• [WHAT IS REQUIRED]: Restate every record exactly, with nothing skipped.

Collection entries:
------------------------------------------------

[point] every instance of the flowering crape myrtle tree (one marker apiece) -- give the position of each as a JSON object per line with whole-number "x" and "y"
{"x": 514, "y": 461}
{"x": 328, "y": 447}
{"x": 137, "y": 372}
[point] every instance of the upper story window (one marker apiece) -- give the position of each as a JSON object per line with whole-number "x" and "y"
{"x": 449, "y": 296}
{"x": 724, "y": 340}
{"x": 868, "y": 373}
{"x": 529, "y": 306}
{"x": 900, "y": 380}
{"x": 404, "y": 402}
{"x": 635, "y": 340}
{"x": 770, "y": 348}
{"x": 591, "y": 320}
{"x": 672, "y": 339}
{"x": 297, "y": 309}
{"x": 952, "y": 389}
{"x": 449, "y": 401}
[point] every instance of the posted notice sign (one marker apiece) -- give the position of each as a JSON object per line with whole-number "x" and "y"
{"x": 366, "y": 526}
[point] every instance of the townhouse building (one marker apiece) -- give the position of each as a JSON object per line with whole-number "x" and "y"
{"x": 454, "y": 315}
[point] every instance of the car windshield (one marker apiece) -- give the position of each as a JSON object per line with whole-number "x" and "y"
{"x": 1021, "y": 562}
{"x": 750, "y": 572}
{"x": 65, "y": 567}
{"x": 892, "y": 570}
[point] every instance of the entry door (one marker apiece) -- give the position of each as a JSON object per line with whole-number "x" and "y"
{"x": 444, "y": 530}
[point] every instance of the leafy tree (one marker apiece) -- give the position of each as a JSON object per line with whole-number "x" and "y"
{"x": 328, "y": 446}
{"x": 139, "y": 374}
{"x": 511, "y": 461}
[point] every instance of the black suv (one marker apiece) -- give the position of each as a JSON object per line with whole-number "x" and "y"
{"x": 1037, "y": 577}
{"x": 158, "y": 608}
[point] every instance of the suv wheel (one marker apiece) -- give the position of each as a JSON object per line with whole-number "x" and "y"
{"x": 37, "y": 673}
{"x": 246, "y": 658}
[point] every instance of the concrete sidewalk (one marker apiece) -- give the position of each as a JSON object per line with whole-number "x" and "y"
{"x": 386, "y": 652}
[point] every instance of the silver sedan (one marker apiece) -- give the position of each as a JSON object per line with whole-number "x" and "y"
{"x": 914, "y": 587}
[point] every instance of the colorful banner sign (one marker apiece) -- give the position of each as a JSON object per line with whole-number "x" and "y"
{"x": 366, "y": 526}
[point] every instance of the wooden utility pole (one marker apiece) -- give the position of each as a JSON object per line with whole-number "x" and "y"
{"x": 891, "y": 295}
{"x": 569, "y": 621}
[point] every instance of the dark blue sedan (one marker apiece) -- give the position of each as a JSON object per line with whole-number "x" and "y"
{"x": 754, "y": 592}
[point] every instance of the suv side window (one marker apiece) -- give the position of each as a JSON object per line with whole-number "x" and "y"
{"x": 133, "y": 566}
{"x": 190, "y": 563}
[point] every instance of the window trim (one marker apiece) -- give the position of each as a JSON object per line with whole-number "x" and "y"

------------------------------------------------

• [COMPLETED TASK]:
[point] every instance of the flowering crape myrtle tree (one marker apiece) -- give the position of each as a JSON object per line with whole-number "x" and "y"
{"x": 514, "y": 461}
{"x": 328, "y": 447}
{"x": 137, "y": 372}
[point] every instance of the upper story window (one marker apiece) -- give the position of each as a JSON object per line with whole-number "x" and "y"
{"x": 449, "y": 296}
{"x": 724, "y": 340}
{"x": 868, "y": 373}
{"x": 529, "y": 306}
{"x": 900, "y": 380}
{"x": 404, "y": 402}
{"x": 635, "y": 340}
{"x": 770, "y": 348}
{"x": 591, "y": 320}
{"x": 672, "y": 339}
{"x": 297, "y": 309}
{"x": 952, "y": 389}
{"x": 449, "y": 401}
[point] every instance of the posted notice sign (one marker apiece) -- give the position of each as a JSON object per line with whole-number "x" and "y"
{"x": 366, "y": 526}
[point] every instance of the townhouse building (one marker apiece) -- give the position of each as a JSON object per line with whole-number "x" and "y"
{"x": 454, "y": 315}
[point] every instance of the car windshield (one marker apiece) -- give the position of each as a JSON object per line with whole-number "x" and "y"
{"x": 1021, "y": 562}
{"x": 750, "y": 572}
{"x": 65, "y": 567}
{"x": 892, "y": 570}
[point] every instance of the entry door (one marker apiece) -- give the position of each as a JSON object per line with whole-number "x" and "y"
{"x": 444, "y": 530}
[point] every instance of the leafy tree (one marker apiece) -- give the position of each as a JSON object per line with whole-number "x" and "y"
{"x": 328, "y": 446}
{"x": 139, "y": 374}
{"x": 511, "y": 461}
[point] every instance of the black suv (one marker apiece) -- give the position of each as a JSON object per line with whole-number "x" and "y"
{"x": 1037, "y": 577}
{"x": 158, "y": 608}
[point] every instance of the suv wheel (one marker apiece) -- give the position of each as a JSON object per line with whole-number "x" and "y"
{"x": 37, "y": 673}
{"x": 246, "y": 658}
[point] every instance of the concrete sidewalk (one marker apiece) -- give the position of each as a JSON object per line with whole-number "x" and "y"
{"x": 386, "y": 652}
[point] every instance of the silver sedan (one marker apiece) -- give the position of each as a JSON object per line with whole-number "x" and "y"
{"x": 914, "y": 587}
[point] every instance of the colorful banner sign (one marker apiece) -- give the position of each as a JSON object per line with whole-number "x" and "y"
{"x": 366, "y": 526}
[point] every instance of the wooden utility pole (one marker apiece) -- give the position of each as a JSON object per line with whole-number "x" and "y"
{"x": 891, "y": 295}
{"x": 569, "y": 621}
[point] every instance of the dark blue sedan (one marker apiece) -- give the position of each as a JSON object per line with whole-number "x" and "y"
{"x": 754, "y": 592}
[point] every instance of the suv side window (one marker apiece) -- give the position of each as a JSON object per line with whole-number "x" and "y"
{"x": 133, "y": 566}
{"x": 190, "y": 563}
[point] every instance of the window trim (one marker apiece) -- give the position of each as a JSON object per line with whole-number "x" and "y"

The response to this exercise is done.